OBJECTIVE -
Rewrite every line of the items below as a numbered list, omitting any blank lines.

Recorded data:
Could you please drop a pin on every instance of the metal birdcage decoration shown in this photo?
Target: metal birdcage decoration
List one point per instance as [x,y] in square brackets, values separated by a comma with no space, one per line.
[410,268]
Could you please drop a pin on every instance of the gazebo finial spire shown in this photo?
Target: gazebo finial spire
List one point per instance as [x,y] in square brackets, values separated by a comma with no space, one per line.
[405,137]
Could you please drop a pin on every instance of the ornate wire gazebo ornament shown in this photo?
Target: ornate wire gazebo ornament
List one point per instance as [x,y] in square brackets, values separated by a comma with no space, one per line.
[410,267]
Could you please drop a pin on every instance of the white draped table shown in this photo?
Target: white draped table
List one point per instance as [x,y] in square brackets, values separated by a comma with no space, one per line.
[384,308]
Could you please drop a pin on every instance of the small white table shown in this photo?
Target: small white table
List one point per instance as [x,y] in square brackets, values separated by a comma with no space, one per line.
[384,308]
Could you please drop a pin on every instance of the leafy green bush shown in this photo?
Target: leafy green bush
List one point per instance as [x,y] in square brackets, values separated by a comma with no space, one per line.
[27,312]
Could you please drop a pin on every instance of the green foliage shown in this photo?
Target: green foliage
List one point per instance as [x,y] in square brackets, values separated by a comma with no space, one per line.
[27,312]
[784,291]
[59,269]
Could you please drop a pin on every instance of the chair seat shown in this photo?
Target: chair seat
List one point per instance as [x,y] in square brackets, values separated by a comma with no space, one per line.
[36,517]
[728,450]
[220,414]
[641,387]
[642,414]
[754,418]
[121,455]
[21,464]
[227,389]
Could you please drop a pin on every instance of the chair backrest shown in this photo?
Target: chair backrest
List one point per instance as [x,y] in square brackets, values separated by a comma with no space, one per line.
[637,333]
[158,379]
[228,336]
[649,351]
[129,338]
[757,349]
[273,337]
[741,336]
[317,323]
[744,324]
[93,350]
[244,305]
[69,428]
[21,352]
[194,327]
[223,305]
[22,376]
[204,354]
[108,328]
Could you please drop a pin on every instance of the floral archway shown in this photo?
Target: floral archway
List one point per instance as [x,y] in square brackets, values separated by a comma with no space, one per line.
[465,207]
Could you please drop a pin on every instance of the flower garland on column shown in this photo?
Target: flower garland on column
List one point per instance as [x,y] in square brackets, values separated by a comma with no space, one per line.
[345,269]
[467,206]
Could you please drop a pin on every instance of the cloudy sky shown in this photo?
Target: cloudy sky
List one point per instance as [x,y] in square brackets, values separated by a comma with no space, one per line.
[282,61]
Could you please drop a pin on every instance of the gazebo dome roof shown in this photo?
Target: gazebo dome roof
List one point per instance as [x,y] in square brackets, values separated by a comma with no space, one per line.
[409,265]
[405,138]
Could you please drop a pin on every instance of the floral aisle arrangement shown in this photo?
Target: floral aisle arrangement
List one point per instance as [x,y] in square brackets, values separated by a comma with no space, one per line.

OUTPUT OF THE EXERCISE -
1. Could you please drop a pin on every instance of the metal birdcage decoration shown in this photo?
2. Target: metal birdcage decoration
3. List one point per instance as [x,y] in square brackets, values separated by a comma with no space, one per line.
4. [410,268]
5. Could you please drop a pin on every instance of the gazebo finial spire shown in this photo?
6. Target: gazebo finial spire
7. List one point per instance as [x,y] in square brackets, values separated by a comma with no space, one per line.
8. [405,137]
9. Could you please drop a pin on every instance of the ornate wire gazebo ornament shown in this photo?
10. Target: ornate wire gazebo ornament
11. List one point per instance as [x,y] in square brackets, values separated by a comma with no space, one per line.
12. [410,267]
13. Could you please drop a pin on every instance of the white draped table shown in this photo?
14. Target: white draped table
15. List one point per instance as [x,y] in square brackets, values separated by a comma with no space, one per line.
16. [384,308]
17. Could you please drop a pin on every instance of the small white table shown in this photo?
18. Target: small white table
19. List one point per instance as [x,y] in square brackets, values separated by a comma with no space, one per line.
20. [384,308]
21. Could you please drop a pin on every instance of the leafy green bush shown in this photo?
22. Target: leafy green bush
23. List one point per instance as [x,y] in square brackets, values separated by a comma with no space, one per line.
24. [27,312]
25. Could you please drop a pin on every instance of the green foliage shown in this photo?
26. Target: green foliage
27. List one point per instance as [x,y] in square brackets, values separated by a comma with no space, one per line.
28. [27,312]
29. [784,291]
30. [59,269]
31. Could you please drop a pin on every instance of the chair seat shown in this photo?
32. Target: chair seat
33. List one point per instance as [x,y] in square brackets, values separated by a comma with no space, one per line.
34. [36,517]
35. [728,450]
36. [220,414]
37. [641,387]
38. [642,414]
39. [754,418]
40. [121,455]
41. [21,464]
42. [227,389]
43. Could you please drop a pin on every instance of the chair backrest shown in this photo?
44. Target: chair backrest
45. List one point per instance as [x,y] in square brackets, values separated by a comma with no space, one per line.
46. [637,333]
47. [158,379]
48. [228,336]
49. [649,351]
50. [129,338]
51. [757,349]
52. [273,337]
53. [741,336]
54. [317,323]
55. [744,324]
56. [93,350]
57. [244,305]
58. [69,428]
59. [21,352]
60. [194,327]
61. [223,305]
62. [22,376]
63. [204,354]
64. [108,328]
65. Could you please drop a pin on every instance of the floral archway shown in this photo?
66. Target: floral archway
67. List one point per instance as [x,y] in square brackets, values separated by a comma with no space, one per line.
68. [465,207]
69. Could you please drop a pin on every instance of the flower garland on column shown in this photo?
70. Target: flower garland on column
71. List one point per instance as [x,y] in square brackets, values separated by a comma with no space, one per line.
72. [345,269]
73. [467,206]
74. Could you please drop a pin on every instance of the cloudy sky shown in this photo?
75. Target: cloudy sky
76. List one point per instance as [x,y] in square brackets, values separated by a comma with no space, one per line.
77. [282,61]
78. Could you please drop a pin on every instance of the gazebo dome roof shown in this photo?
79. Target: gazebo dome roof
80. List one point per instance as [x,y] in square brackets, values separated by a comma with no space, one per line.
81. [409,265]
82. [405,138]
83. Could you please drop a pin on every instance of the floral aisle arrangement shown in this photo?
84. Target: floral aisle arrangement
85. List one point per instance as [x,y] in square brackets, values separated by a comma with no space, one per line.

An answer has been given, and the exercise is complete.